Objective |
Rewrite all of the material below, changing every "Pick out" to "Locate" and leaving the rest untouched.

------ Material for the task

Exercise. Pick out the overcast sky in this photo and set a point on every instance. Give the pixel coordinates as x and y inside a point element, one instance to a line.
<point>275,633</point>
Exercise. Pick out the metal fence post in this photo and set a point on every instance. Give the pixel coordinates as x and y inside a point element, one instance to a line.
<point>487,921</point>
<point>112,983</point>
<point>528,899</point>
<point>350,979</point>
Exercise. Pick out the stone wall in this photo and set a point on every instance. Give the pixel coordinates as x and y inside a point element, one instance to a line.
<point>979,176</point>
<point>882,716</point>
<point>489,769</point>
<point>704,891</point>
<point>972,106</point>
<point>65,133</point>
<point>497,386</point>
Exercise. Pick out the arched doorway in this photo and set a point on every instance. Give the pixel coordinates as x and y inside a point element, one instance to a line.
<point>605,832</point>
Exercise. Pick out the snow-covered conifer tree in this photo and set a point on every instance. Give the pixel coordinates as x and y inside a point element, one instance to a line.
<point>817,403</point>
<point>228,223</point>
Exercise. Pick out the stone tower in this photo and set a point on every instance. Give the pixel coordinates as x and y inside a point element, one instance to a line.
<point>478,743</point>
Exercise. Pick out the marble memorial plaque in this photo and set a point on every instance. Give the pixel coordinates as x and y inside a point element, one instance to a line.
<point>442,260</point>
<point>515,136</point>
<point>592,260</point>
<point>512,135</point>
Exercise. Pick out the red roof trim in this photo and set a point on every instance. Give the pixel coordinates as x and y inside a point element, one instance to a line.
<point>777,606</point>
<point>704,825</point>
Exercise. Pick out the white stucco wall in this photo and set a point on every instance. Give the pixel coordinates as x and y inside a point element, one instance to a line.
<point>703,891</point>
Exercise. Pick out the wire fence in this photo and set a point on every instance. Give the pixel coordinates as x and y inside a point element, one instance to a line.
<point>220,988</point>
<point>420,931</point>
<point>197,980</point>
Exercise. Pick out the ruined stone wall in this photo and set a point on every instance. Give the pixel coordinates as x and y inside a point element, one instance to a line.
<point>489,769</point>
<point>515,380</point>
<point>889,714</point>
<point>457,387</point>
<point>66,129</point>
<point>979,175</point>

------------

Task solution |
Exercise. Locate the overcast sky in this photo and set a point on every instance. Give the pixel coordinates as x and y inside a point element, one instance to a line.
<point>275,633</point>
Exercise. Locate the metal fence post in this photo and set a point on every instance. Give the pixel coordinates as x and y inside a point element, one instance to a line.
<point>487,921</point>
<point>112,983</point>
<point>528,899</point>
<point>350,979</point>
Exercise. Locate the stone wall in this photo and set a point on every instance. Give the pixel coordinates as x and y inside a point element, one instance to a line.
<point>979,176</point>
<point>882,716</point>
<point>489,769</point>
<point>704,891</point>
<point>972,106</point>
<point>65,133</point>
<point>497,386</point>
Exercise. Locate the arched doorway in this photo and set a point on every instance. Give the pixel coordinates as x and y inside a point element, one instance to a line.
<point>605,832</point>
Exercise. Locate the snow-covered conifer tree in this photo and set a point on every instance. Give the pixel coordinates as x and y inside a point element, one instance to a line.
<point>817,403</point>
<point>228,223</point>
Exercise. Locate the stone tower in this photo and set a point on every instance. Give the pixel coordinates as x and y inside a point element, one instance to a line.
<point>478,743</point>
Exercise. Locate the marble memorial plaque in this photo and set a point on every instance. Give the pixel coordinates as x and y inside a point element, one instance to a line.
<point>442,260</point>
<point>515,136</point>
<point>592,260</point>
<point>512,135</point>
Exercise. Locate the red roof trim in this photo and set a point on every instance. Give the pixel coordinates as x and y inside a point element, one instance to a line.
<point>777,606</point>
<point>704,825</point>
Exercise. Locate the white stucco wall in this photo and set a point on every instance. Give the pixel coordinates as x and y inside a point element, one instance to a line.
<point>703,891</point>
Exercise. Locate the wire fence in this photo and set a point on every instance. Give the pixel coordinates as x and y inside a point element, one instance to a line.
<point>220,988</point>
<point>420,931</point>
<point>197,980</point>
Exercise. Locate the ruined stone wall in this photo and set a point on every instance. Give the pixel coordinates as x and y inside a point element, one instance to a line.
<point>489,769</point>
<point>515,380</point>
<point>889,714</point>
<point>457,387</point>
<point>66,129</point>
<point>979,175</point>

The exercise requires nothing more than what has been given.